--- Source data ---
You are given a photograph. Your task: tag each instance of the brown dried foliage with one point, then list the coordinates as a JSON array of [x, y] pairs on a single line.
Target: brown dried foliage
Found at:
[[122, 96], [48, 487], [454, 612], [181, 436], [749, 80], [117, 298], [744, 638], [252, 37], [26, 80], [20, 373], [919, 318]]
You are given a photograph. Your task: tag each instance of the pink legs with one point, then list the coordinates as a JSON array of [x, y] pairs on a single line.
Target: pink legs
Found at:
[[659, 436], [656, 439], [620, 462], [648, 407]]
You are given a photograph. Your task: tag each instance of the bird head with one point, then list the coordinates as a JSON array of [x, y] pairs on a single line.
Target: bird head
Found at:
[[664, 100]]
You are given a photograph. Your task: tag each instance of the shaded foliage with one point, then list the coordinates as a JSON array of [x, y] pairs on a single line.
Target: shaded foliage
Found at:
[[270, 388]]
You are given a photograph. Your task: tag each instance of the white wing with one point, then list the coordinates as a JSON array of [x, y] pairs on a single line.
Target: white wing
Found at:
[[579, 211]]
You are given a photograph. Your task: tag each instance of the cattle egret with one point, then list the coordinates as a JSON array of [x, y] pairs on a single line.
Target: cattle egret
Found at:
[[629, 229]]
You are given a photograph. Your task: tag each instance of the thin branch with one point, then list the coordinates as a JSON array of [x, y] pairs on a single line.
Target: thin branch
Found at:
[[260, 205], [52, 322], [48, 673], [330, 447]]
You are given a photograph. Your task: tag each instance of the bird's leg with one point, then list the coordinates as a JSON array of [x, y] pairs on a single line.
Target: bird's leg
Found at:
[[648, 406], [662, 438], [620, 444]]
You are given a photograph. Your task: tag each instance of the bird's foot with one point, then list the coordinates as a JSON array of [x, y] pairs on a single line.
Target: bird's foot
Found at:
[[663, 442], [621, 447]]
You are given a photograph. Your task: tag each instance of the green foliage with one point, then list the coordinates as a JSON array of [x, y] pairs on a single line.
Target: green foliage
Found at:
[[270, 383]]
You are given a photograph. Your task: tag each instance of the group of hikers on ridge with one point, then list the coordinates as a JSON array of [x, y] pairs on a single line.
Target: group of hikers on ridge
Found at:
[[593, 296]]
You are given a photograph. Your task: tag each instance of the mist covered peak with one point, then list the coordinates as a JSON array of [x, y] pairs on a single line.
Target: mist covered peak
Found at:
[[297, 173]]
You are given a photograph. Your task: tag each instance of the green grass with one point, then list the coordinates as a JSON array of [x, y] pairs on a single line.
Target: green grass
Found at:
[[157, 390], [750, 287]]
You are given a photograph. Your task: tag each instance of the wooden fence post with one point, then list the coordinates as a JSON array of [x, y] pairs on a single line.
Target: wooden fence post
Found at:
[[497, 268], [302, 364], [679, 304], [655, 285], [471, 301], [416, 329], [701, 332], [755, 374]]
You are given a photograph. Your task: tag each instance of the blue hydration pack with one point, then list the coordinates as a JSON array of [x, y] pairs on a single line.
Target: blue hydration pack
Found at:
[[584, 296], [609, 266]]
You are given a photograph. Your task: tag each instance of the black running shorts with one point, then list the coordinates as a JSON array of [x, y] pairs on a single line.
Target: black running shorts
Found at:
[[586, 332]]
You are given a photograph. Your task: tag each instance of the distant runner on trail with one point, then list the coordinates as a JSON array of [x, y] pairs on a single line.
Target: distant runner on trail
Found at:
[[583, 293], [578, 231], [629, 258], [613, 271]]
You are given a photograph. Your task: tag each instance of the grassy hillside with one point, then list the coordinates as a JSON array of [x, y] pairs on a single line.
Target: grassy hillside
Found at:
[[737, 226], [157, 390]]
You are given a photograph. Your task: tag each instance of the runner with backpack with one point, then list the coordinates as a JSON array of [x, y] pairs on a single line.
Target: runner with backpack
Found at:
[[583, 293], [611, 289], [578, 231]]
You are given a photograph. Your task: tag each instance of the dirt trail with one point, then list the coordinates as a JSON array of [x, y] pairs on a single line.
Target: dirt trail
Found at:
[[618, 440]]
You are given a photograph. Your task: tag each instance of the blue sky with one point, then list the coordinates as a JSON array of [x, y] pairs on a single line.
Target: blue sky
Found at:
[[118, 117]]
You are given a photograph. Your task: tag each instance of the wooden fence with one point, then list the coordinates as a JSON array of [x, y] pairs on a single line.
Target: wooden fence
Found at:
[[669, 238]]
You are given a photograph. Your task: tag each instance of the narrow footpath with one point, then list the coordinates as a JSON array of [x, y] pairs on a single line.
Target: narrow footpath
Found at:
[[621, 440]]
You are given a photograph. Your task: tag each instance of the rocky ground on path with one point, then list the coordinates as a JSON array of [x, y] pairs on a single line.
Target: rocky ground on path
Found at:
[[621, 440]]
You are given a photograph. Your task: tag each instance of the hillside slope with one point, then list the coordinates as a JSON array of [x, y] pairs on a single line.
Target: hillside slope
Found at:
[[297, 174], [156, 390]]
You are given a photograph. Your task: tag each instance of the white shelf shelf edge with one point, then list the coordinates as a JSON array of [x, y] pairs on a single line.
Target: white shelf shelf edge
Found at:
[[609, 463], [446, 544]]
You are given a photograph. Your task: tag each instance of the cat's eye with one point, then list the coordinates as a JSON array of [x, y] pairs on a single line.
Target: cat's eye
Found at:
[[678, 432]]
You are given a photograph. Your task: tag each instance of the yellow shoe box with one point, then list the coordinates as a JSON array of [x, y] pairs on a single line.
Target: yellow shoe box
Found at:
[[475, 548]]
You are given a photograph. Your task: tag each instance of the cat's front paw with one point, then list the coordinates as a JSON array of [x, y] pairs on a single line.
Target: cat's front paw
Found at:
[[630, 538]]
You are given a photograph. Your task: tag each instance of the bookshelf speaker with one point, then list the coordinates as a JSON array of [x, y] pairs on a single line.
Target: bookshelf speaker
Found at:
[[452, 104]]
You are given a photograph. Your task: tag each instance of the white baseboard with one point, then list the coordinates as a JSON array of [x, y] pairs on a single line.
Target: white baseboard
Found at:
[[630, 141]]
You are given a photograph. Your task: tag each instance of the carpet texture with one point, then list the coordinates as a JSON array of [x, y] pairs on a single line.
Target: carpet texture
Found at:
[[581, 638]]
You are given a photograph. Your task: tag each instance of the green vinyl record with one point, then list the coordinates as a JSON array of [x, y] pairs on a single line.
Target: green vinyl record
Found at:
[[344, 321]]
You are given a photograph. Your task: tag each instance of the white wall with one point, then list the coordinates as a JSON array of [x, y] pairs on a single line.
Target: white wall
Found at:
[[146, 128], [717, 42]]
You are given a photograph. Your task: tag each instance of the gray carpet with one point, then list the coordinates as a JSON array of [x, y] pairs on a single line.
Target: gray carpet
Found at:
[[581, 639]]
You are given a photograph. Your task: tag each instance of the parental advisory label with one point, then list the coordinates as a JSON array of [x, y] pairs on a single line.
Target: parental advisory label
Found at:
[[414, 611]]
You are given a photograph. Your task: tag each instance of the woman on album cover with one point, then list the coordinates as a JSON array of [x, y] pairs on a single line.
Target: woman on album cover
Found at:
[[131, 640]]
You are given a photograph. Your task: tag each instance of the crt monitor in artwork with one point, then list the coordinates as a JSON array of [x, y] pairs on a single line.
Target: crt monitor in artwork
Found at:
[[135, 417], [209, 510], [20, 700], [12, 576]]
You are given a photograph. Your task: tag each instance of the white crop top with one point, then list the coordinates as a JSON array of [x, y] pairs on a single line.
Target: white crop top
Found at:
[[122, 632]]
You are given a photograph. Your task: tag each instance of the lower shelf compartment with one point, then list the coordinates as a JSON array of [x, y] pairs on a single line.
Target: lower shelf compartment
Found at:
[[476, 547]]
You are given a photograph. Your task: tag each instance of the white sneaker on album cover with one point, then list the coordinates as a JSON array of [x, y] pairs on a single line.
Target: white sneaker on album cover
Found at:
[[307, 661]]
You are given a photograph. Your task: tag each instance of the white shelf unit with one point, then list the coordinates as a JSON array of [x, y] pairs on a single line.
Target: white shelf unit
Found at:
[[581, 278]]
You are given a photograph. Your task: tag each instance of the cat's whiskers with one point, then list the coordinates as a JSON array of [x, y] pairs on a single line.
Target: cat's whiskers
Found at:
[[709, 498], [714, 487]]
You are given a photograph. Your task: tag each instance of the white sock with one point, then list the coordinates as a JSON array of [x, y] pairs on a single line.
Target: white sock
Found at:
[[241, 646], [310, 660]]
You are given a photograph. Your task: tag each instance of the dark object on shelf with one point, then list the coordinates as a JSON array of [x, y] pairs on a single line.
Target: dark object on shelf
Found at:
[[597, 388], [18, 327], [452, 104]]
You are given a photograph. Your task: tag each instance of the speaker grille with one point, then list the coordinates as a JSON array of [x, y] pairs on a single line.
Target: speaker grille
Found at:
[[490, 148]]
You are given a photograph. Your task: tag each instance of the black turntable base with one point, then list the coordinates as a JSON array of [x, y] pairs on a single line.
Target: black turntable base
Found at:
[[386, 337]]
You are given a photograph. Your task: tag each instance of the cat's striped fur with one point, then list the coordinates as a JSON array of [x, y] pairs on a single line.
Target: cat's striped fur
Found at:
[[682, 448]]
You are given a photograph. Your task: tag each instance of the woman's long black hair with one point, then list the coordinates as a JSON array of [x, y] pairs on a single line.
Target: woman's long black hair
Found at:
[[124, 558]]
---
— Instructions for the task —
Give a count of the lines above that include the word "slope", and add nothing to it.

— Task output —
2